[START]
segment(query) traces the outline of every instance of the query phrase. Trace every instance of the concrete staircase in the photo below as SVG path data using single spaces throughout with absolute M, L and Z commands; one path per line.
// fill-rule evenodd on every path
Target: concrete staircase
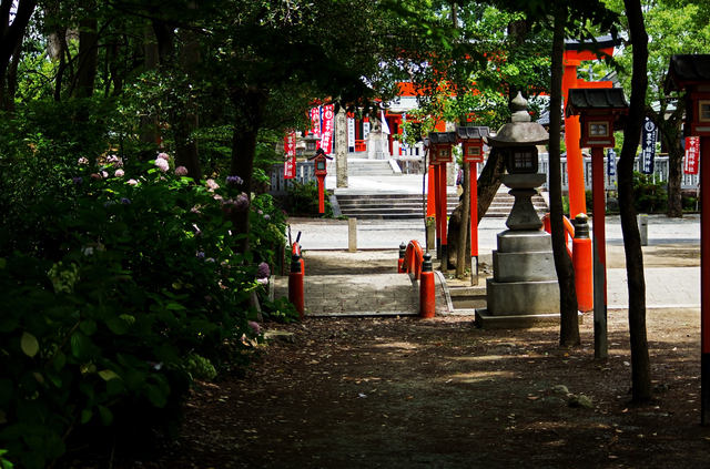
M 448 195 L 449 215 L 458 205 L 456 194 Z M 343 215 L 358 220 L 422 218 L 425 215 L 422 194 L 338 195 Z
[END]
[START]
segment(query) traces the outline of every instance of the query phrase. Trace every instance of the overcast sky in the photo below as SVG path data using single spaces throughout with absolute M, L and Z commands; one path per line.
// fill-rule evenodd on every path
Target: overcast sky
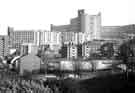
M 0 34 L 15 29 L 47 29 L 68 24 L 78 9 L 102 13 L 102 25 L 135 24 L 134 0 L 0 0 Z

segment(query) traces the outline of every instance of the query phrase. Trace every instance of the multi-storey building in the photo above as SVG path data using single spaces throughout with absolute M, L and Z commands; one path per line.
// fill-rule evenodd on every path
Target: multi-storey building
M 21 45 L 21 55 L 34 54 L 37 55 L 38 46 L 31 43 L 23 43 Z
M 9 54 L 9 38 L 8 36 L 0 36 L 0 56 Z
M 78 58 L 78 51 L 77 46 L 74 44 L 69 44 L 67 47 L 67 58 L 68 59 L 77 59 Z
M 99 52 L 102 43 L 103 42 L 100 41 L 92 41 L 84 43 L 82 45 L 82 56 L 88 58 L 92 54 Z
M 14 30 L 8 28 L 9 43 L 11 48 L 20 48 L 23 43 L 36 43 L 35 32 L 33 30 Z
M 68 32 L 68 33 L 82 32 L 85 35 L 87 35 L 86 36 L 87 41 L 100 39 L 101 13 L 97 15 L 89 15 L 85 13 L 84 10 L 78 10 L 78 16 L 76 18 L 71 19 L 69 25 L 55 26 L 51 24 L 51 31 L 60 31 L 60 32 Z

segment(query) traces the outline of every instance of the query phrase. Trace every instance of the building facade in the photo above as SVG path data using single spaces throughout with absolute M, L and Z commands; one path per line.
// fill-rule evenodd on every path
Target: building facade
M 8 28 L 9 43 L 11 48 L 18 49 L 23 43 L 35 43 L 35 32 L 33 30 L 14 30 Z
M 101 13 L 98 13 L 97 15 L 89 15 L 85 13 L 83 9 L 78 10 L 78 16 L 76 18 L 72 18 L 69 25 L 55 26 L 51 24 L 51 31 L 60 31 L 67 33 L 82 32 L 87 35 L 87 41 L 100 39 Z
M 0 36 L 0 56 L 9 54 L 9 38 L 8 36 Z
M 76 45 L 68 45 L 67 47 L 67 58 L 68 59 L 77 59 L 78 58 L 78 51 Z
[END]
Work required
Copy out the lines of the entries above, starting with the line that contains "of the multi-storey" and going on through the line that contains "M 76 45 L 68", and write nothing else.

Answer to this task
segment(query) traces the outline of every instance of the query phrase. Trace every instance of the multi-storey building in the photo above as SVG path data using single spaces throughout with absolute M, L and Z commands; one path per line.
// fill-rule evenodd on every path
Target: multi-storey building
M 21 45 L 21 55 L 34 54 L 37 55 L 38 46 L 31 43 L 23 43 Z
M 9 54 L 9 38 L 8 36 L 0 36 L 0 56 Z
M 78 58 L 78 51 L 77 46 L 74 44 L 69 44 L 67 47 L 67 58 L 68 59 L 77 59 Z
M 99 52 L 102 43 L 103 42 L 100 41 L 92 41 L 84 43 L 82 45 L 82 56 L 88 58 L 92 54 Z
M 14 30 L 8 28 L 9 43 L 11 48 L 20 48 L 23 43 L 36 43 L 35 32 L 33 30 Z
M 68 32 L 68 33 L 82 32 L 85 35 L 87 35 L 86 36 L 87 41 L 100 39 L 101 13 L 97 15 L 89 15 L 85 13 L 84 10 L 78 10 L 78 16 L 76 18 L 71 19 L 69 25 L 55 26 L 51 24 L 51 31 L 60 31 L 60 32 Z

segment(query) traces the outline of every instance of the query phrase. Trace every instance of the building facade in the photo above as SVG path data using single spaces throughout with absolute M, L and Z commands; one path per line.
// fill-rule evenodd on every path
Target: building facade
M 8 28 L 9 43 L 11 48 L 18 49 L 23 43 L 35 43 L 35 32 L 33 30 L 14 30 Z
M 101 13 L 98 13 L 97 15 L 89 15 L 85 13 L 83 9 L 78 10 L 78 16 L 76 18 L 72 18 L 69 25 L 55 26 L 51 24 L 51 31 L 60 31 L 67 33 L 82 32 L 87 35 L 87 41 L 100 39 Z
M 0 36 L 0 56 L 9 54 L 9 38 L 8 36 Z
M 76 45 L 68 45 L 67 47 L 67 58 L 68 59 L 77 59 L 78 58 L 78 51 Z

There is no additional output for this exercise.